**What you should do:**
Retype the entries below word for word, beginning with the line that contains "Practice step: indicate the wood grain" and continuing through the end of the entries.
=====
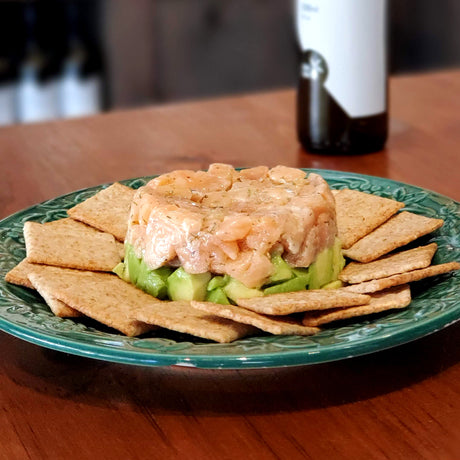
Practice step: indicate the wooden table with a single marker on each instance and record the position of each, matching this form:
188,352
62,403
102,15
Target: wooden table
402,403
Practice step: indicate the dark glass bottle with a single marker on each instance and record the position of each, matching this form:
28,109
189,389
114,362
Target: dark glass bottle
342,93
9,37
81,86
37,88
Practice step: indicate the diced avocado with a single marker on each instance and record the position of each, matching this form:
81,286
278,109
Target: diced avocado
217,295
235,289
283,271
186,286
321,269
294,284
302,273
338,261
120,270
217,281
333,285
132,263
152,281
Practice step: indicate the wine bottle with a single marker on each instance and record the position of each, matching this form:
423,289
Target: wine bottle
8,61
37,90
342,93
81,78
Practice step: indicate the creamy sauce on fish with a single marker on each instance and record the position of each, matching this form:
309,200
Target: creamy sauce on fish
230,222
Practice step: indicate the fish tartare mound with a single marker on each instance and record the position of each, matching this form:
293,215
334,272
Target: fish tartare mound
225,221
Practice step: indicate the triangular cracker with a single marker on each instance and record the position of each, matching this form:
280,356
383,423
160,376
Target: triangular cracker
74,246
404,261
402,278
278,325
101,296
398,231
398,297
107,210
180,316
294,302
359,213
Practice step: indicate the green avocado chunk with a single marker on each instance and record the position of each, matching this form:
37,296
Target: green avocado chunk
327,266
283,271
186,286
153,281
132,263
217,295
217,281
235,289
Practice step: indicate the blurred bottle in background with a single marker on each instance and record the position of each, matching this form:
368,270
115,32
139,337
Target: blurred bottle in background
8,62
38,73
342,93
51,64
80,87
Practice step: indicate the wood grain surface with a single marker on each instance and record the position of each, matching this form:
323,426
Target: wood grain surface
402,403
=====
**Final answer:**
Practice step: indicate the wood grain surface with a single marker on each instance and record the position of each, matching this form:
323,426
Target: wood grain surface
402,403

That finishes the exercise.